PASSAGE TO READ -
Fine-tuning works when you do it well and produces worse outputs when you do it badly. The hardest part isn't the training — it's the dataset preparation and evaluation. Here's the workflow we follow.

Decide if fine-tuning is the right answer

Before any training: confirm fine-tuning is the right approach. Most "I need fine-tuning" requests are actually "I need better prompting" or "I need RAG." See our decision tree.

Fine-tuning makes sense for: style consistency, structured output reliability, narrow-task latency or cost optimisation, or domain-specific reasoning that prompting can't reach.

Pick the base model

Smaller models fine-tune faster and run cheaper. Bigger models start with more general capability. Our defaults:

  • 7B for style-and-format tasks where the base capability is sufficient.
  • 32B-70B for domain reasoning tasks.
  • Avoid fine-tuning the smallest models (1-3B) unless you have a very narrow task — they often can't hold complex instructions.

(Stored data entries)
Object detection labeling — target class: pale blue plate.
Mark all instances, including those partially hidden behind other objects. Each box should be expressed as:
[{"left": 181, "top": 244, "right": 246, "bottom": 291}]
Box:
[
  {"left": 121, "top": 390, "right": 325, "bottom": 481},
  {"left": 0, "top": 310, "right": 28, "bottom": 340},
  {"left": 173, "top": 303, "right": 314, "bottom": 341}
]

PROMPT 1 - In the text on fine-tuning, which base model size is the default for domain reasoning tasks?
PROMPT 2 - Reproduce the part of the text on fine-tuning starting with "Fine-tuning makes sense" and going on through "hold complex instructions.".

RESPONSE BOX 1 - 32B-70B

RESPONSE BOX 2 -
Fine-tuning makes sense for: style consistency, structured output reliability, narrow-task latency or cost optimisation, or domain-specific reasoning that prompting can't reach.

Pick the base model

Smaller models fine-tune faster and run cheaper. Bigger models start with more general capability. Our defaults:

  • 7B for style-and-format tasks where the base capability is sufficient.
  • 32B-70B for domain reasoning tasks.
  • Avoid fine-tuning the smallest models (1-3B) unless you have a very narrow task — they often can't hold complex instructions.